→ **READING PASSAGE**
--------------------------------

(Singapore, Feb 10, 2020) Local scientists announced today that they are planning to develop and test a new coronavirus vaccine in as soon as three months.

Also, potential anti-viral drugs, such as those used to treat HIV, are reportedly being used on patients here, in a bid to locate a “magic drug” against the virus that has killed more than 900 people and infected over 40,000, mostly in China.

According to Professor Tan Chorh Chuan, chief scientist of the Ministry of Health Ministry, the Duke-NUS Medical School is working with the Coalition for Epidemic Preparedness Innovations (CEPI) to roll out a vaccine trial here, which could happen as soon as in three months.

CEPI, headquartered in Norway, is a public-private alliance that aims to derail epidemics by speeding up the development of vaccines.

The three-month time includes time taken to develop the vaccine and to test its safety and suitability for use on patients, he said during today’s press conference which was chaired by eight Singaporean infectious disease experts.

The professor said the trial of the vaccine will involve giving the vaccine to healthy volunteers, who will be monitored for side effects and be observed to see the effects the vaccine has on their immune system.

--------------------------------

→ **RECORD EXCERPTS**
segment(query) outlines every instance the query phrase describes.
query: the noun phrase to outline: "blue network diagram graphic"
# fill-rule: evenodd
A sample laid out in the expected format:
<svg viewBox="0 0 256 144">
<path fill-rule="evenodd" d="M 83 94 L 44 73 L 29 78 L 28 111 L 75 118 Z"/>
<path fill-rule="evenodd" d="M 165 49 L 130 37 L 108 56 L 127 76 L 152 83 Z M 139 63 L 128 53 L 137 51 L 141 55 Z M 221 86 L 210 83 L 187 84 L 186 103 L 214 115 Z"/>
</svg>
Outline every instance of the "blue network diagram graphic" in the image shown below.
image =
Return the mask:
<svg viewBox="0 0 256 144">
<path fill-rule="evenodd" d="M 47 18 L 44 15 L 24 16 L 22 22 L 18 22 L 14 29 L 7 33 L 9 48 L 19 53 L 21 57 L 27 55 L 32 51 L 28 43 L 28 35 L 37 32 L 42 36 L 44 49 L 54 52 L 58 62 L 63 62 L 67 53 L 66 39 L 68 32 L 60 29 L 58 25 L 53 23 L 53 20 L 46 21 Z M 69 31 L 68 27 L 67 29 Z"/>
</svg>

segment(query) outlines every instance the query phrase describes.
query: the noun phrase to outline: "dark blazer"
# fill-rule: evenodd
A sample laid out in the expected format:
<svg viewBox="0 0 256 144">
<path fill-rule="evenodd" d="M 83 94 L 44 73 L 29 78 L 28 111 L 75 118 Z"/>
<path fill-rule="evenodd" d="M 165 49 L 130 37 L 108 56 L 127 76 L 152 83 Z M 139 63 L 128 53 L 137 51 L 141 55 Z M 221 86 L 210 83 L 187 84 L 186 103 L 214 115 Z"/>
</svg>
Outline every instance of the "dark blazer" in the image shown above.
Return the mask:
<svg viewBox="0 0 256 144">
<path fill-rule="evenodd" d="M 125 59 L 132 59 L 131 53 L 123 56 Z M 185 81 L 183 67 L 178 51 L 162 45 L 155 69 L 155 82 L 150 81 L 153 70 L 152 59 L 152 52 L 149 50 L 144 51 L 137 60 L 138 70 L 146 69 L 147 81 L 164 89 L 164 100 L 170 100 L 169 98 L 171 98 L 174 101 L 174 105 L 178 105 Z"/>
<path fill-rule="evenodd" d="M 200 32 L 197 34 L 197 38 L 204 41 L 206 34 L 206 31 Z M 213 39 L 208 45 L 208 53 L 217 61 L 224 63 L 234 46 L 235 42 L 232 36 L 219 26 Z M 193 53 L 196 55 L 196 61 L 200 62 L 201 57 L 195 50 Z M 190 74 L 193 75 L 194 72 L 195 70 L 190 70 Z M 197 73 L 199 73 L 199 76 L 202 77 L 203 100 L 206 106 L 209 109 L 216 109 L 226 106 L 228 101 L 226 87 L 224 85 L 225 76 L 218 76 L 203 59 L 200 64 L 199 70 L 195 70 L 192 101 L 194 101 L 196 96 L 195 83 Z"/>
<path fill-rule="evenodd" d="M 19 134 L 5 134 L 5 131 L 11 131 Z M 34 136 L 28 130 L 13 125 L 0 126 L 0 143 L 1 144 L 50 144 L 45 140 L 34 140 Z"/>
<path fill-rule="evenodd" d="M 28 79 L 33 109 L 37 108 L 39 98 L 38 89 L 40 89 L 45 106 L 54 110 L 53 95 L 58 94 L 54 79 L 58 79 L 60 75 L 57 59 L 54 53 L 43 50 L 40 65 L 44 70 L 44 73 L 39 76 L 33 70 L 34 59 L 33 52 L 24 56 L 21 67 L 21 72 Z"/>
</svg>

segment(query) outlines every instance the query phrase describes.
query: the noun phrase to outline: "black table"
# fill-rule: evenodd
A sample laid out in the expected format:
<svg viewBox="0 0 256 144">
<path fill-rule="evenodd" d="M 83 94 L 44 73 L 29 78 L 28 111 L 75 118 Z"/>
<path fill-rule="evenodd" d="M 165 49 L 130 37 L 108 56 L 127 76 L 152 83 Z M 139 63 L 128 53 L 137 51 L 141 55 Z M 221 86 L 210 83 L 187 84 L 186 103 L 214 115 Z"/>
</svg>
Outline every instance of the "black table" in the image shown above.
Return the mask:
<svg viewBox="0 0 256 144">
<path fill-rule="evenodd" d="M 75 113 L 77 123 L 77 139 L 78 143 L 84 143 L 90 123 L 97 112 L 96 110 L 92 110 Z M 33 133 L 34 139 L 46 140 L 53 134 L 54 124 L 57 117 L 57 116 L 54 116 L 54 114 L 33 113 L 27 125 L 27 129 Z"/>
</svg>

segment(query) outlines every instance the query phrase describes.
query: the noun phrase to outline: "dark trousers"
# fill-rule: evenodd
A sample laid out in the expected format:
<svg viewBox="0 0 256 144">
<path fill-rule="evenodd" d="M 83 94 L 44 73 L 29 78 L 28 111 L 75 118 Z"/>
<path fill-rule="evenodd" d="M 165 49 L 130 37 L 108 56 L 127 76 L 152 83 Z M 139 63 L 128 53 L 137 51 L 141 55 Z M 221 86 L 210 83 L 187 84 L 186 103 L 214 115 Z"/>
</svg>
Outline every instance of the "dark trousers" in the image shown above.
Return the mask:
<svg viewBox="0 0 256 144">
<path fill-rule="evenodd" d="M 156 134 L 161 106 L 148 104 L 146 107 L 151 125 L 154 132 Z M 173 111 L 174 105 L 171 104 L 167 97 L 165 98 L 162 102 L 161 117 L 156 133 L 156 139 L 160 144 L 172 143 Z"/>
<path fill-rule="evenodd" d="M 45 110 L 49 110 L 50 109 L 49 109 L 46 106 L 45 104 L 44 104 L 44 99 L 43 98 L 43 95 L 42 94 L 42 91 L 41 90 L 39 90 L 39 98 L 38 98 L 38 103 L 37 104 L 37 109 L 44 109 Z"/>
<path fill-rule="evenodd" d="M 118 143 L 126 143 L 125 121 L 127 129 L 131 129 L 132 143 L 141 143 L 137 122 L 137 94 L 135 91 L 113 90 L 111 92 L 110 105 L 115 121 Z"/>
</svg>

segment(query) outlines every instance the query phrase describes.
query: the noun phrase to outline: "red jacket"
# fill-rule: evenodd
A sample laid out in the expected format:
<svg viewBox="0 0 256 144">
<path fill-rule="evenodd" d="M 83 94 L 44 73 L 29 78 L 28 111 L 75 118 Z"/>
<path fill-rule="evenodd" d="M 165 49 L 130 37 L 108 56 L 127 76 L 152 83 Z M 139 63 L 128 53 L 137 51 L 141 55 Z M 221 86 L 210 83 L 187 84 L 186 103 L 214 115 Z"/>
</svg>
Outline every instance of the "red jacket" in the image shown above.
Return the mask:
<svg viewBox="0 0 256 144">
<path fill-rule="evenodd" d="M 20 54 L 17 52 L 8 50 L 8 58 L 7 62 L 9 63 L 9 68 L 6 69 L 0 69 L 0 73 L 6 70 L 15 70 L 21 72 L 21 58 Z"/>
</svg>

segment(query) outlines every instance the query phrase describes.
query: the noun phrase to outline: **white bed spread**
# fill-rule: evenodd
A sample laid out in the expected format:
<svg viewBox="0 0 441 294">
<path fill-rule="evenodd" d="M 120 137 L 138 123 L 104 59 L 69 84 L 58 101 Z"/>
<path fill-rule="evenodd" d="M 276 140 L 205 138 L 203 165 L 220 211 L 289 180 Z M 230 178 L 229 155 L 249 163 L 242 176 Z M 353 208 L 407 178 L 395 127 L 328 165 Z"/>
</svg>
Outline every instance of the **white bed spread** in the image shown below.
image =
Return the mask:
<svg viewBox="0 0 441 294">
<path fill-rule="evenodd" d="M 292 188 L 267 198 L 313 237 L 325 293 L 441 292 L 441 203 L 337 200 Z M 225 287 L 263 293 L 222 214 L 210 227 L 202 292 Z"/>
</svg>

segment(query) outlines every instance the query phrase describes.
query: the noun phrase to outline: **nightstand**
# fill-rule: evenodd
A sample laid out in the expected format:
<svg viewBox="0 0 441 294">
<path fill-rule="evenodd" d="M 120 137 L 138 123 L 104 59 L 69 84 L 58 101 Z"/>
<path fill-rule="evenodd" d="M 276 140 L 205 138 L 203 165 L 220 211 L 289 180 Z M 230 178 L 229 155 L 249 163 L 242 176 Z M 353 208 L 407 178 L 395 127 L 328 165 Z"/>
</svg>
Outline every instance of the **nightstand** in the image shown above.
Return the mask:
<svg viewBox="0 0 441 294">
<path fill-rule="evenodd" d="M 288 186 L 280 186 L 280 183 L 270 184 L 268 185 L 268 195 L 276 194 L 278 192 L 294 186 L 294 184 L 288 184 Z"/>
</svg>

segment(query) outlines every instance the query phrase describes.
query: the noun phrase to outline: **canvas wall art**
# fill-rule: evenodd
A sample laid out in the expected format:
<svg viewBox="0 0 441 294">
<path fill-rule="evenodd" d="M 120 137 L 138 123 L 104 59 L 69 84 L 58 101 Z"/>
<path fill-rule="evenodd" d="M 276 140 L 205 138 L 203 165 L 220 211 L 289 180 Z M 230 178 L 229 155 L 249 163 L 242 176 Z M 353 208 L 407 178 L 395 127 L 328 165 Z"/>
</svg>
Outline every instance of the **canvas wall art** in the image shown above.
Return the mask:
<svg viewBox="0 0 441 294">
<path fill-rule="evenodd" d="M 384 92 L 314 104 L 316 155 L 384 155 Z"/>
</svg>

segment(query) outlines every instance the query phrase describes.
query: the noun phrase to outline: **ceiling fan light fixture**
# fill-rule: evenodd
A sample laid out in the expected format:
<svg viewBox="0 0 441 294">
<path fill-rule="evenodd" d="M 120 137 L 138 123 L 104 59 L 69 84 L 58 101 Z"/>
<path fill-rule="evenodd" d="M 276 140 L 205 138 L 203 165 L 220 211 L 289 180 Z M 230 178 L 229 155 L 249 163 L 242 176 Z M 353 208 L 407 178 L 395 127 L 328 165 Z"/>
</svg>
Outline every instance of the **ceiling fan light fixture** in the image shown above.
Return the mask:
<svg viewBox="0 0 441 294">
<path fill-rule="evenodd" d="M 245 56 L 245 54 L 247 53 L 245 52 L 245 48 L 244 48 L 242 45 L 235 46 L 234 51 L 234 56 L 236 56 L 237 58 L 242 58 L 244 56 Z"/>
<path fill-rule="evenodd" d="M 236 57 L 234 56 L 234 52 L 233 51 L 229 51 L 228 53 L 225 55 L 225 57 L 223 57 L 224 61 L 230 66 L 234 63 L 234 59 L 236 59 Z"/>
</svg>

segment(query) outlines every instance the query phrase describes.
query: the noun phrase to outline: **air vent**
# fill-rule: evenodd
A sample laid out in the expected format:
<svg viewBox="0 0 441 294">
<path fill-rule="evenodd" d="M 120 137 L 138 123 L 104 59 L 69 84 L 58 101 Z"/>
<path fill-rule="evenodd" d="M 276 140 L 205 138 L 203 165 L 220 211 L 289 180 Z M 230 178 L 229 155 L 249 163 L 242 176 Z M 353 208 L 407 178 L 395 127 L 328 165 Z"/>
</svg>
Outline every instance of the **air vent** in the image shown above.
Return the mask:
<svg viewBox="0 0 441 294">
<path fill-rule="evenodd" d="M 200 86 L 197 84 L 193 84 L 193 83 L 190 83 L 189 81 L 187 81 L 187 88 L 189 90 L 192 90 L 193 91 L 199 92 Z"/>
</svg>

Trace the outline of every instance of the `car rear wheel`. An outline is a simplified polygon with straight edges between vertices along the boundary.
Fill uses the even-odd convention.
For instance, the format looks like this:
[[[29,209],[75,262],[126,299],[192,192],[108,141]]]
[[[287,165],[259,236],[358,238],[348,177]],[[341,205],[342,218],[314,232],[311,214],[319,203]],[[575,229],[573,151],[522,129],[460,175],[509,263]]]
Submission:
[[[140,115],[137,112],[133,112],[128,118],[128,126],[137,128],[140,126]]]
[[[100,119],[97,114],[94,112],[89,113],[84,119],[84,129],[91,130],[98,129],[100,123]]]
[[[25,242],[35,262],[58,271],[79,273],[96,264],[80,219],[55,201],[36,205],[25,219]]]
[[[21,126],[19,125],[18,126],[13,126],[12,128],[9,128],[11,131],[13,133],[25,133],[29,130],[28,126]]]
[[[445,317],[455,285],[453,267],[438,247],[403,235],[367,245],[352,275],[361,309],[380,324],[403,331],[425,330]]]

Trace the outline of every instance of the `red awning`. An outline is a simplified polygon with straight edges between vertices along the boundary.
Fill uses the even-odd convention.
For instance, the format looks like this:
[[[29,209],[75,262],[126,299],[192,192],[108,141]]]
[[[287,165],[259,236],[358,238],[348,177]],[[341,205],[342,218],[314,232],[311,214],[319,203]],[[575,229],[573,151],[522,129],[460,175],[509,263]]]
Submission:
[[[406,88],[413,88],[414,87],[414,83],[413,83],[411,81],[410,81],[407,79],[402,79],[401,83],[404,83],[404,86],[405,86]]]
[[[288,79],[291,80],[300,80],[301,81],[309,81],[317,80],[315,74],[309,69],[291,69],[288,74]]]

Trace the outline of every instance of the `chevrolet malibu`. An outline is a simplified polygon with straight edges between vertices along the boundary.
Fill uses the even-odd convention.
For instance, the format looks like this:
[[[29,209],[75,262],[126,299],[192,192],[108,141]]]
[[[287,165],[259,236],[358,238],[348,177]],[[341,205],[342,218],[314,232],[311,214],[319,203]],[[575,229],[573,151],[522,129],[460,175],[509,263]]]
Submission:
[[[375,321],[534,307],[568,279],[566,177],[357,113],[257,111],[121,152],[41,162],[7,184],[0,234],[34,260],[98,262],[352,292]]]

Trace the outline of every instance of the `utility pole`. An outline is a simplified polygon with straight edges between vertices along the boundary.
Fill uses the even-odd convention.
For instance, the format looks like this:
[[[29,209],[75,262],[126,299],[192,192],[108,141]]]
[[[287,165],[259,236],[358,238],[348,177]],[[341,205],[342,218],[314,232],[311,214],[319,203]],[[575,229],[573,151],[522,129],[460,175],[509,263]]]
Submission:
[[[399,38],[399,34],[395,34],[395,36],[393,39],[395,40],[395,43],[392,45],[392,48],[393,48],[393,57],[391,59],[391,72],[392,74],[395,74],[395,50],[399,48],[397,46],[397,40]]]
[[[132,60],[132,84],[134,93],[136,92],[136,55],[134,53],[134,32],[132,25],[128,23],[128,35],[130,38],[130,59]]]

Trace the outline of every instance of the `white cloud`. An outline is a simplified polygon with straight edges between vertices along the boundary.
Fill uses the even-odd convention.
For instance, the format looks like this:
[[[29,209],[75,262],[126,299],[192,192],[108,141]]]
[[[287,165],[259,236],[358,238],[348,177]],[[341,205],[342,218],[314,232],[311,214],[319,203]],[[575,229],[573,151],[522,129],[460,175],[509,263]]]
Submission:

--------------------------------

Copy the coronavirus vaccine report from "According to Professor" to "in three months.", but swap "three months" for "six months".

→ **RESPONSE BOX**
According to Professor Tan Chorh Chuan, chief scientist of the Ministry of Health Ministry, the Duke-NUS Medical School is working with the Coalition for Epidemic Preparedness Innovations (CEPI) to roll out a vaccine trial here, which could happen as soon as in six months.